Written exercise: Reproduce the whole forum thread about a wishlist from the TTN community word for word, leaving nothing out.

Source extract:
I’m also wondering what’s on your wishlist from the TTN community for the next year? What should Sinterklaas bring you next year? :slight_smile:

Something like:

  1. Monitoring/alerting off the new stats? status.thethings.network is a great start, but an external community-maintained dashboard and alerting would be pretty cool (and maybe even cut down on the “my GW looks offline” threads). I’m not asking for more from your team, to be clear.
  2. Other things? There hasn’t been a high level of external contributions to the stack (and TTNv2 being in use but deprecated hasn’t helped), but equally we don’t know what gaps you see that need filling? That’s not just a stack code thing, the build, rollout, monitoring and testing infra too perhaps?

Happy New Year,
Bruce

You are (part of) the community, feel free to start working on/discussing this.

1 Like

We are definitely considering exactly that indeed. We are already building snapshots on each merge to master; we just don’t have the canary cluster yet and the automated update. But it’s the plan.

I have little to ask after all the patience waiting for V3. When it’s there, constructive feedback is very welcome, in the form of issues that can be filed at Issues · TheThingsNetwork/lorawan-stack · GitHub.

Records shown:
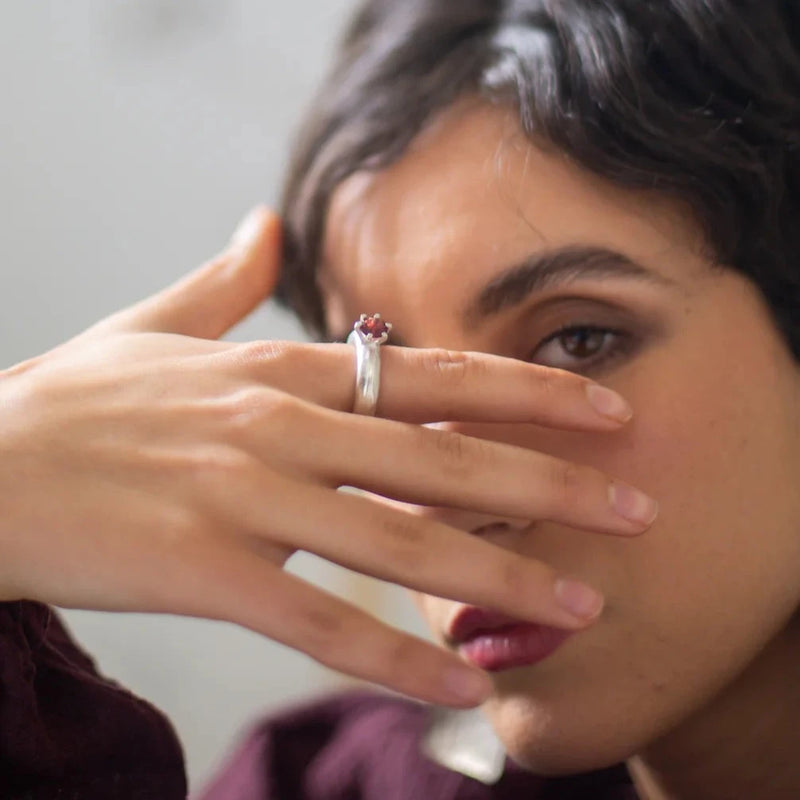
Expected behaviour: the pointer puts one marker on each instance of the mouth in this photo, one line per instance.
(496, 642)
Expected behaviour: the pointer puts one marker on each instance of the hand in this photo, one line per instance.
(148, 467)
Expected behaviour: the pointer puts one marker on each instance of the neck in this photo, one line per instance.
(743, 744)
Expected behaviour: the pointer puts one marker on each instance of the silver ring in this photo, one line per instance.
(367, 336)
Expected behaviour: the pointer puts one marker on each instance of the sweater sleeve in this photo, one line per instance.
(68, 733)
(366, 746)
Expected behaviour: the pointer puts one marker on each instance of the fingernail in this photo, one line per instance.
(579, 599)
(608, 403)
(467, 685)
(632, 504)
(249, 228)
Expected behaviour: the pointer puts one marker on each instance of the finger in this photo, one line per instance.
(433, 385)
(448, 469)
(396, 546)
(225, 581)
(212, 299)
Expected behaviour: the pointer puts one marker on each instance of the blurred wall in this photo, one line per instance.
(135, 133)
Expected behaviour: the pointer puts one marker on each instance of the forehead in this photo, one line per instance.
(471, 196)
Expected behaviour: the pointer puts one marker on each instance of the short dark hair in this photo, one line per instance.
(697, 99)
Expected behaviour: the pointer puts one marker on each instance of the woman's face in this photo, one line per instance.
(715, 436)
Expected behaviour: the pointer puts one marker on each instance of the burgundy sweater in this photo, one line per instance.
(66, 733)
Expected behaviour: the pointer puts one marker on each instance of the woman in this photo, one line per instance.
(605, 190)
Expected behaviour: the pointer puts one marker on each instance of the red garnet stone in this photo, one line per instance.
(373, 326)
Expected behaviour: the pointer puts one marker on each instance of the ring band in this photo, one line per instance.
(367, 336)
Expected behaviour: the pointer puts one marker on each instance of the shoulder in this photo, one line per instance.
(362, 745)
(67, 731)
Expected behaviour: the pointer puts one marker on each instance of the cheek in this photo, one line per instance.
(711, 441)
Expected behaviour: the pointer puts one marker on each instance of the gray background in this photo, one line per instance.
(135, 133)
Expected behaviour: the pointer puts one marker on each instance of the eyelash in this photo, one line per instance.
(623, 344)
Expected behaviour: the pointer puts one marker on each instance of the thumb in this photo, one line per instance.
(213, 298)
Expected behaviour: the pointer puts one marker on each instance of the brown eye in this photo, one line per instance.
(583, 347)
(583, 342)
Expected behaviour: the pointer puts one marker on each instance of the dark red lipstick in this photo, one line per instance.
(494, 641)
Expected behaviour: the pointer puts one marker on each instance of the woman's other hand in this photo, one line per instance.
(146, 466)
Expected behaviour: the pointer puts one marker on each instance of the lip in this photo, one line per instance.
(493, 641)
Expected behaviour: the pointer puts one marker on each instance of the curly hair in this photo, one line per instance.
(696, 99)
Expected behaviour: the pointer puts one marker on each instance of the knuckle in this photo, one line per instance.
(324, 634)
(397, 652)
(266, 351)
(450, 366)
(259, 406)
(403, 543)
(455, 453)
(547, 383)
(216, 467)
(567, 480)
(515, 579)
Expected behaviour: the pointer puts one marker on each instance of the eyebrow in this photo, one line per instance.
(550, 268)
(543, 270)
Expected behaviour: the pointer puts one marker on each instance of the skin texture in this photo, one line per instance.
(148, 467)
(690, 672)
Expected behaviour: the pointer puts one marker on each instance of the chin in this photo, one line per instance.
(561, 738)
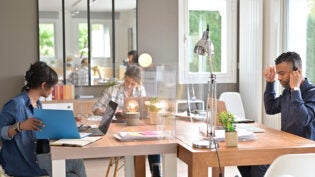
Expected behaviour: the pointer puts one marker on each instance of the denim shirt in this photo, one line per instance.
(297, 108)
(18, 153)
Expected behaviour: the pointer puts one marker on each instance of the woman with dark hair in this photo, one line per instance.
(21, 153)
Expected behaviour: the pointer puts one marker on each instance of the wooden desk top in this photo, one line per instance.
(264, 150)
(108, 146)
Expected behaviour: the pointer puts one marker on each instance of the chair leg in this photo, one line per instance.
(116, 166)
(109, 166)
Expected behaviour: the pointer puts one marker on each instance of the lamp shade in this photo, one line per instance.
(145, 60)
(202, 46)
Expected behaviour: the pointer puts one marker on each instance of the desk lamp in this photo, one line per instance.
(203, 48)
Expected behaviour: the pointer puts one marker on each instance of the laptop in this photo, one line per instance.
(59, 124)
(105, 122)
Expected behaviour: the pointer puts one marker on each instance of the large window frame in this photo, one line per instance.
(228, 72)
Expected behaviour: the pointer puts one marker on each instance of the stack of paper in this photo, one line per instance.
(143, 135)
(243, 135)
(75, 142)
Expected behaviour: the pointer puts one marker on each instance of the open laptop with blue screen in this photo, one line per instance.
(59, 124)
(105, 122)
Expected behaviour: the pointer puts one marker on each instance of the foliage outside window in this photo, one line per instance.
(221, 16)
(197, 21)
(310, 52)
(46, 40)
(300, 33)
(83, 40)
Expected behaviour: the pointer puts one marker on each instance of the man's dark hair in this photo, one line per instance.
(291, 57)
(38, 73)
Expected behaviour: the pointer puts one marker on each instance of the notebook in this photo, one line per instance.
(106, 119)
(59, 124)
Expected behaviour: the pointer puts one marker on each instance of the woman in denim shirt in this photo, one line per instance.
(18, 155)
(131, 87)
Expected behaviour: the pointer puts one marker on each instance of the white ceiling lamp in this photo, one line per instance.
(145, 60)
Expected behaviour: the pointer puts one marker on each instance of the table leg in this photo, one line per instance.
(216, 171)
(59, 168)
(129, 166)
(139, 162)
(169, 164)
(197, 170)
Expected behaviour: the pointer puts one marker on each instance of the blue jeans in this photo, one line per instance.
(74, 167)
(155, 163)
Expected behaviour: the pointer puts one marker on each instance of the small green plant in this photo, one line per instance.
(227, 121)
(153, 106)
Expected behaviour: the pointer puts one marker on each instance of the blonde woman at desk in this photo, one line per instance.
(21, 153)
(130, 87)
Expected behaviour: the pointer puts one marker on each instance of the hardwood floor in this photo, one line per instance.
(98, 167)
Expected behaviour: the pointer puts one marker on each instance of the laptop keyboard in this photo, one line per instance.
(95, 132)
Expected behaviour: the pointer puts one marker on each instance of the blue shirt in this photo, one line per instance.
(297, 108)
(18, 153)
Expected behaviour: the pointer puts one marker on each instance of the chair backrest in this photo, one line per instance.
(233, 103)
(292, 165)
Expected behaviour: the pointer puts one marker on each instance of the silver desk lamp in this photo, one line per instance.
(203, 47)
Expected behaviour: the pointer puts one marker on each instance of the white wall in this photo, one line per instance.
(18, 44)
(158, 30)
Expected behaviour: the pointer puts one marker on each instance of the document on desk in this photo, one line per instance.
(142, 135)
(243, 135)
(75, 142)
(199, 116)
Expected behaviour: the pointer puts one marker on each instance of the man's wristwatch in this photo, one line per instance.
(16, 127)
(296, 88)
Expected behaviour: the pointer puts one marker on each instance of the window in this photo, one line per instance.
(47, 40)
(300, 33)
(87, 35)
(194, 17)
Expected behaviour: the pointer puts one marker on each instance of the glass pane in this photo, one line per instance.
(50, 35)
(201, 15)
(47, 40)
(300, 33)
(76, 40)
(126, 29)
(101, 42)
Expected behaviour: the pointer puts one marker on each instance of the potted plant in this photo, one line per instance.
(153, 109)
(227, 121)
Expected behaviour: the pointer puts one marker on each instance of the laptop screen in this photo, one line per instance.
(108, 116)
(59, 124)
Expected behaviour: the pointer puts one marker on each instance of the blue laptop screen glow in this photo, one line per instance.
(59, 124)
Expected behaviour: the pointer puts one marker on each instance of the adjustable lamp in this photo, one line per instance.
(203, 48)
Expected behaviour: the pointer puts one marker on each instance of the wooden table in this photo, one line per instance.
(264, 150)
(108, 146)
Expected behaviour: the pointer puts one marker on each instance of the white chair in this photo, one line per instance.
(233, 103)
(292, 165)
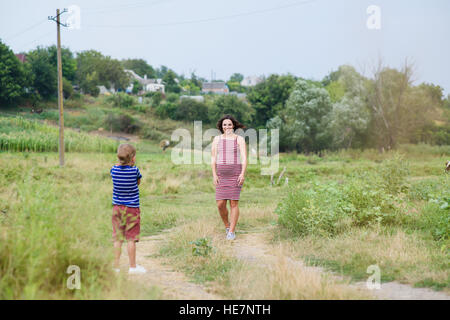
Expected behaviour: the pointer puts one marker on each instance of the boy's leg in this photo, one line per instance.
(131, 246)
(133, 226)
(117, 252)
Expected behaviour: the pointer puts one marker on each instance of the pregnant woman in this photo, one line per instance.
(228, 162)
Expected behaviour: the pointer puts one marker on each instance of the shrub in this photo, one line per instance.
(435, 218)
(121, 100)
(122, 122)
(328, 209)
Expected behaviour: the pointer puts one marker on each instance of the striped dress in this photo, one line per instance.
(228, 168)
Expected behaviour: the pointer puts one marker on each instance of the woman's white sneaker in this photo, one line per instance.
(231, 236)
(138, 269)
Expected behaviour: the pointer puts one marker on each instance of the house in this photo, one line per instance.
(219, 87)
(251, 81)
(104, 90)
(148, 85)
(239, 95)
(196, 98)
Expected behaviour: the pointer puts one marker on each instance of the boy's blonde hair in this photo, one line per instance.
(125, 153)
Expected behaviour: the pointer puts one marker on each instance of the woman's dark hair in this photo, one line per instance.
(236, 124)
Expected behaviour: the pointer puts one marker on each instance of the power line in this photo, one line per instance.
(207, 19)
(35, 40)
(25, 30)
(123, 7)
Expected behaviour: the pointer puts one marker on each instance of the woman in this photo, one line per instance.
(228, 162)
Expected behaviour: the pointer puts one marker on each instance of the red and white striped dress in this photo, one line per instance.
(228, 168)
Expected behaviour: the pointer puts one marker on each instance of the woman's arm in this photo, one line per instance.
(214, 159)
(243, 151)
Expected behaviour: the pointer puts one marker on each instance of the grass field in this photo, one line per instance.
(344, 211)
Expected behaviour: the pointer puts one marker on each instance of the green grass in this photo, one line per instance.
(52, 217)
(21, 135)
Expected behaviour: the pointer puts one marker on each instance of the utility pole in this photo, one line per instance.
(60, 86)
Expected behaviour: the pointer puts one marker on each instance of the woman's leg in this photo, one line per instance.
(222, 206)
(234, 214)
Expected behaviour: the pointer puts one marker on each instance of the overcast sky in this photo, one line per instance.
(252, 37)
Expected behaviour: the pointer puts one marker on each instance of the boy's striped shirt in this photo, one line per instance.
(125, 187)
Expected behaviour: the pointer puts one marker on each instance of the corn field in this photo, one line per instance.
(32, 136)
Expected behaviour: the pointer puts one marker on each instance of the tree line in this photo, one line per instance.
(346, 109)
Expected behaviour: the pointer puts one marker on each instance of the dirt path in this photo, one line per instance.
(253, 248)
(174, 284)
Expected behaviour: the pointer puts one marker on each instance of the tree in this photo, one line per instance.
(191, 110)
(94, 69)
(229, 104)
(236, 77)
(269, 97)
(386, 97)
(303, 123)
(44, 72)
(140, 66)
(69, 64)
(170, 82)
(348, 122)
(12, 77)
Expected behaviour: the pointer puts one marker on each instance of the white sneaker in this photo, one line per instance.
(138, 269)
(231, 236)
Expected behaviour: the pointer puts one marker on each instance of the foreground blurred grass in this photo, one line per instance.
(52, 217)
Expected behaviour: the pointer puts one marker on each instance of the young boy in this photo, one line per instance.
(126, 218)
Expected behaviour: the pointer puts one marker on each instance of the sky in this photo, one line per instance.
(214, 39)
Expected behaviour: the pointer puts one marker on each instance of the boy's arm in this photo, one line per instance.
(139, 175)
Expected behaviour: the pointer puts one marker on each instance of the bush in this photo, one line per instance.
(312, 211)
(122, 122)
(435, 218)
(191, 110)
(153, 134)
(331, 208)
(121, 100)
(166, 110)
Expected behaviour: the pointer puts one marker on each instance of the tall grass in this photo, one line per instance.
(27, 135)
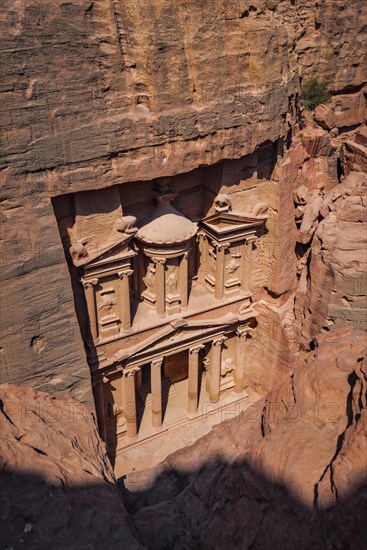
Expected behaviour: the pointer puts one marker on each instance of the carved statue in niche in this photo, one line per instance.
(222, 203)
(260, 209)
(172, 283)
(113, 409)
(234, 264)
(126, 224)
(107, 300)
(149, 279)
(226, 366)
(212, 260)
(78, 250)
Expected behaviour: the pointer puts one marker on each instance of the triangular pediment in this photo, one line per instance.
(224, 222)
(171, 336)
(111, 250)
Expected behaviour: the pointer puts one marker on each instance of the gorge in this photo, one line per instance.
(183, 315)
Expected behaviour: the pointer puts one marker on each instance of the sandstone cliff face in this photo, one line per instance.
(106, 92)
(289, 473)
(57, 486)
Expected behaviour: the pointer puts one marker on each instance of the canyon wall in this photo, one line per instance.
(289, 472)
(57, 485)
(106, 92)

Task answer:
I’m also wondering what’s on your wishlist from the TTN community for the next year? What should Sinterklaas bring you next year? :slight_smile:

Something like:

  1. Monitoring/alerting off the new stats? status.thethings.network is a great start, but an external community-maintained dashboard and alerting would be pretty cool (and maybe even cut down on the “my GW looks offline” threads). I’m not asking for more from your team, to be clear.
  2. Other things? There hasn’t been a high level of external contributions to the stack (and TTNv2 being in use but deprecated hasn’t helped), but equally we don’t know what gaps you see that need filling? That’s not just a stack code thing, the build, rollout, monitoring and testing infra too perhaps?

Happy New Year,
Bruce

You are (part of) the community, feel free to start working on/discussing this.

1 Like

We are definitely considering exactly that indeed. We are already building snapshots on each merge to master; we just don’t have the canary cluster yet and the automated update. But it’s the plan.

I have little to ask after all the patience waiting for V3. When it’s there, constructive feedback is very welcome, in the form of issues that can be filed at Issues · TheThingsNetwork/lorawan-stack · GitHub.